__Excerpts of pointing records__
▽
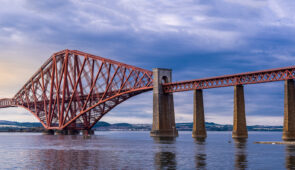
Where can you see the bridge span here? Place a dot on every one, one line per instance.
(73, 90)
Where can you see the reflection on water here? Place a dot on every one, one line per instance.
(137, 150)
(165, 157)
(290, 157)
(241, 154)
(200, 153)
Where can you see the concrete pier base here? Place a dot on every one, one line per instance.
(61, 132)
(88, 132)
(199, 130)
(289, 111)
(48, 132)
(163, 106)
(239, 127)
(73, 132)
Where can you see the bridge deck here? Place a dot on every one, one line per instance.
(278, 74)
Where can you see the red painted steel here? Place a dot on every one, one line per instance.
(264, 76)
(74, 90)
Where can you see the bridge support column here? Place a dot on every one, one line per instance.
(73, 132)
(88, 132)
(163, 106)
(199, 130)
(240, 127)
(48, 132)
(289, 111)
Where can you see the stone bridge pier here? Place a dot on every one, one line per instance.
(163, 106)
(289, 111)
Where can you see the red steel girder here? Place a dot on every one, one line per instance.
(263, 76)
(73, 89)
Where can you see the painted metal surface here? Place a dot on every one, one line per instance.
(263, 76)
(74, 90)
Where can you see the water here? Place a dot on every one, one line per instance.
(137, 150)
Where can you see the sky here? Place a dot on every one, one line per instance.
(194, 38)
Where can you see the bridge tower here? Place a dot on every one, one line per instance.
(163, 106)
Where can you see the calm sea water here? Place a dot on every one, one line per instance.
(137, 150)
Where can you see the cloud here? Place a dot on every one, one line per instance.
(195, 38)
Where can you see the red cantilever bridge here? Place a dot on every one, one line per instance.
(74, 90)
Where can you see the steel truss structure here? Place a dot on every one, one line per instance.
(74, 90)
(263, 76)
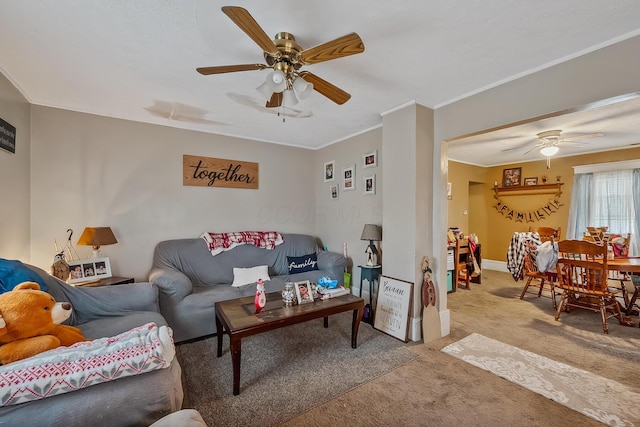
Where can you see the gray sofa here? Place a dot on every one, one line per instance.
(138, 400)
(191, 280)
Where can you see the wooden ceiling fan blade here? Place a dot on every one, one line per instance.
(243, 19)
(230, 68)
(581, 137)
(350, 44)
(275, 101)
(327, 89)
(572, 144)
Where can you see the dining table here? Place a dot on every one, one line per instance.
(628, 265)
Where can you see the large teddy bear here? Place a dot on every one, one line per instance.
(29, 323)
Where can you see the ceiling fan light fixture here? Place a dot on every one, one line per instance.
(289, 97)
(265, 90)
(549, 151)
(277, 81)
(302, 87)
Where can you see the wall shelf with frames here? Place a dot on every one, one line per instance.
(528, 190)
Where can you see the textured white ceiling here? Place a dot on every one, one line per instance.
(136, 59)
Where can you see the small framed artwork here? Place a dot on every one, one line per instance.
(303, 292)
(89, 270)
(393, 307)
(370, 160)
(333, 191)
(349, 178)
(512, 177)
(329, 171)
(369, 185)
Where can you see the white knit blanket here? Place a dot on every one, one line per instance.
(65, 369)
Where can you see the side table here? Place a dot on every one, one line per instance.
(372, 274)
(109, 281)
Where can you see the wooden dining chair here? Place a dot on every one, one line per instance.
(461, 258)
(582, 277)
(619, 245)
(547, 233)
(530, 268)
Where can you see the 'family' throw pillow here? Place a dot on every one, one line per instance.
(300, 264)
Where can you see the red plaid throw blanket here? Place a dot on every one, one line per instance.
(219, 242)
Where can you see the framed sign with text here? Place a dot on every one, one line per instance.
(212, 172)
(393, 306)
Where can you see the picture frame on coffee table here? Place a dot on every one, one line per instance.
(303, 292)
(89, 270)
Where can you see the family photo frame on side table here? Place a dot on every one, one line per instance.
(89, 270)
(303, 292)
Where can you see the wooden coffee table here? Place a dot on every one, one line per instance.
(238, 319)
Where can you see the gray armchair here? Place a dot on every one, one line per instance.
(137, 400)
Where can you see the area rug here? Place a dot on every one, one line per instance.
(599, 398)
(286, 371)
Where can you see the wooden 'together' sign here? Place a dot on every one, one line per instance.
(211, 172)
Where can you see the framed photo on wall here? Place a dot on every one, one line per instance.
(369, 185)
(89, 270)
(370, 160)
(330, 171)
(512, 177)
(333, 191)
(349, 178)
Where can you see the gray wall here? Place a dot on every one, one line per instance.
(15, 175)
(341, 221)
(98, 171)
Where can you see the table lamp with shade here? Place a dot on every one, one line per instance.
(371, 232)
(96, 237)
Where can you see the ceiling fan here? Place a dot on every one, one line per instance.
(550, 141)
(286, 83)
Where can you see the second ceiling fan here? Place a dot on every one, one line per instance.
(549, 142)
(285, 57)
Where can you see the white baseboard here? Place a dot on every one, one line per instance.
(490, 264)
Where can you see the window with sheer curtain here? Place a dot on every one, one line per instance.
(608, 198)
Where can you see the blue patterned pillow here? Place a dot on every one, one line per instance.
(300, 264)
(13, 272)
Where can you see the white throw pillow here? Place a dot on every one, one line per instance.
(245, 276)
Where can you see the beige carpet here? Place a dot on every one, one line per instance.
(285, 371)
(438, 390)
(597, 397)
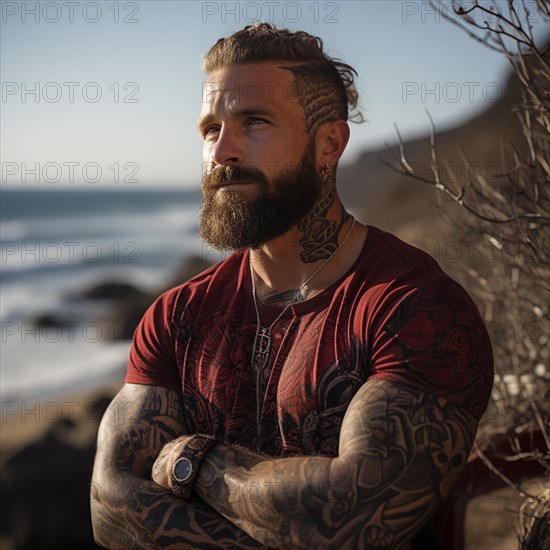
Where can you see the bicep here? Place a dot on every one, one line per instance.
(405, 449)
(139, 420)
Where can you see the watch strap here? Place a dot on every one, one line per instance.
(186, 467)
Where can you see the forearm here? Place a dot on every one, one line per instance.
(285, 503)
(400, 453)
(135, 513)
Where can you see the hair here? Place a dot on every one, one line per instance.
(325, 86)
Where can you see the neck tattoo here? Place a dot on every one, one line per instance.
(262, 338)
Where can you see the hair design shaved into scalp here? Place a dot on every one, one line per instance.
(325, 86)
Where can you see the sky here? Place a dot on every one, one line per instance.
(107, 94)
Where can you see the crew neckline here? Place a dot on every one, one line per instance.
(268, 313)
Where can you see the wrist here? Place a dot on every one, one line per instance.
(186, 466)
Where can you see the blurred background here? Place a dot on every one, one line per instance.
(100, 194)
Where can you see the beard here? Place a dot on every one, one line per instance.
(231, 220)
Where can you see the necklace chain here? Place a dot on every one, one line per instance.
(262, 338)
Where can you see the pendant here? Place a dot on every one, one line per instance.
(261, 349)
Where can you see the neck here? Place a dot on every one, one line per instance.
(283, 265)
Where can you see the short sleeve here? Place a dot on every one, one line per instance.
(152, 358)
(432, 337)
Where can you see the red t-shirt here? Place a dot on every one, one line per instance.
(395, 315)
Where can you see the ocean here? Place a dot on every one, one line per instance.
(56, 245)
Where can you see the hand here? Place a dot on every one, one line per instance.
(161, 472)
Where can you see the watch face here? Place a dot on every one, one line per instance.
(183, 468)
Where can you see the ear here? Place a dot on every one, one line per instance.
(330, 141)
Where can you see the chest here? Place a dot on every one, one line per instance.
(294, 403)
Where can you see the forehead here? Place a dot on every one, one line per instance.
(253, 85)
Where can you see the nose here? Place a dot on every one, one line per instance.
(227, 149)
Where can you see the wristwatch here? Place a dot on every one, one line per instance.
(186, 466)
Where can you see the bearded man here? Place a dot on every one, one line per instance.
(319, 388)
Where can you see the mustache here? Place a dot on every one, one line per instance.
(221, 175)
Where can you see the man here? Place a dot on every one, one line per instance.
(319, 388)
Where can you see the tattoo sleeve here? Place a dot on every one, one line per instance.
(400, 452)
(128, 509)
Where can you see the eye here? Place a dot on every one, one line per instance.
(254, 121)
(209, 130)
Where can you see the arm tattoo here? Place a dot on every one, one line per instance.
(128, 509)
(400, 452)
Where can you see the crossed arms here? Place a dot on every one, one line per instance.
(400, 452)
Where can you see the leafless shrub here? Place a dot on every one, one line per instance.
(512, 213)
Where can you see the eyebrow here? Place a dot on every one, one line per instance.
(252, 111)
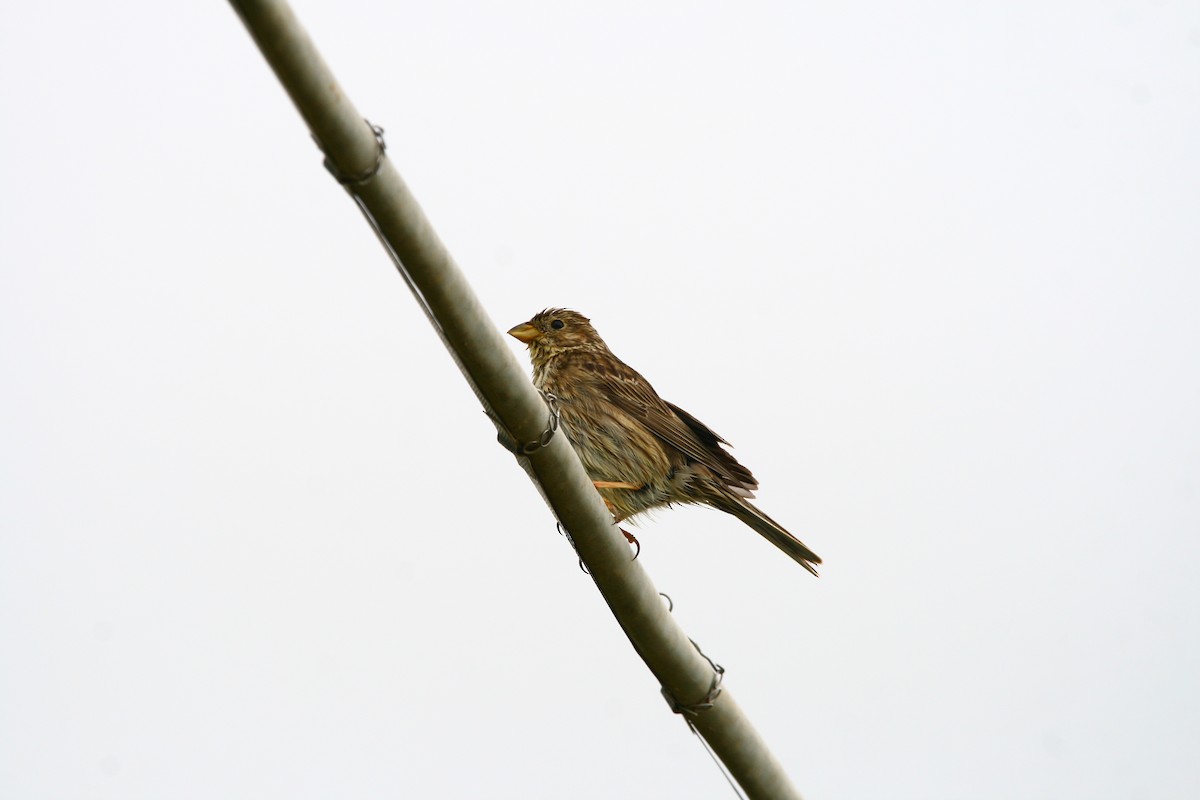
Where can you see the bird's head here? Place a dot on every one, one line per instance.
(557, 330)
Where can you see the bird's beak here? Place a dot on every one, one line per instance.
(525, 332)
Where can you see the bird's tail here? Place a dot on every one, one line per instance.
(772, 531)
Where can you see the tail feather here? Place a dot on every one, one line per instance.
(772, 531)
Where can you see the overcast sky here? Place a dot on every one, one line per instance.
(934, 268)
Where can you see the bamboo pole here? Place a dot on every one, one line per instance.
(352, 150)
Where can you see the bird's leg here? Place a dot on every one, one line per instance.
(617, 518)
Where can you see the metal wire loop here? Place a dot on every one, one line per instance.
(365, 175)
(705, 703)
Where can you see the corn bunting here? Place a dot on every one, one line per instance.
(640, 451)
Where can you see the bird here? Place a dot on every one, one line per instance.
(640, 451)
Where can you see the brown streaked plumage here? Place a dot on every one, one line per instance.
(641, 451)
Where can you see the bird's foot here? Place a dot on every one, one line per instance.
(631, 540)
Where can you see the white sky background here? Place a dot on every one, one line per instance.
(931, 266)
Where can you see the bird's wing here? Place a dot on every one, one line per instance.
(630, 392)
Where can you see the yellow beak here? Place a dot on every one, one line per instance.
(525, 332)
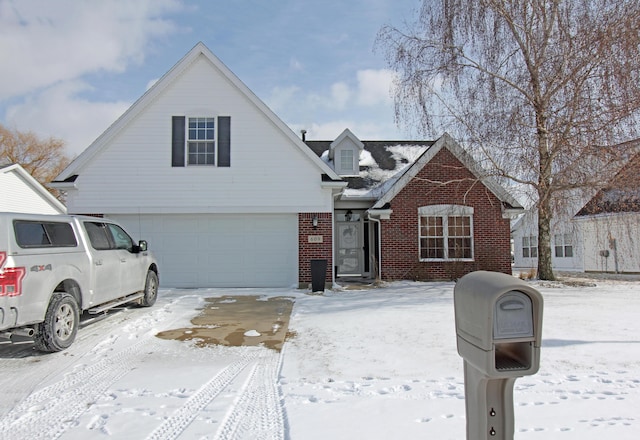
△
__GIVEN INSTRUCTION__
Show every line of the records above that contains the string "ceiling".

__EXPECTED OUTPUT__
Where can you see the wooden ceiling fan blade here? Place a dot on every one, one line per instance.
Where can you see the ceiling fan light fixture here? Place a dot on every one, one line per instance.
Where can you see the textured white ceiling here? Place a dot on every one, one line per instance.
Where can you see the ceiling fan here? Place a dot on every one, one line per instance.
Where can you see the second ceiling fan here? Place a dot on every one, one line per instance.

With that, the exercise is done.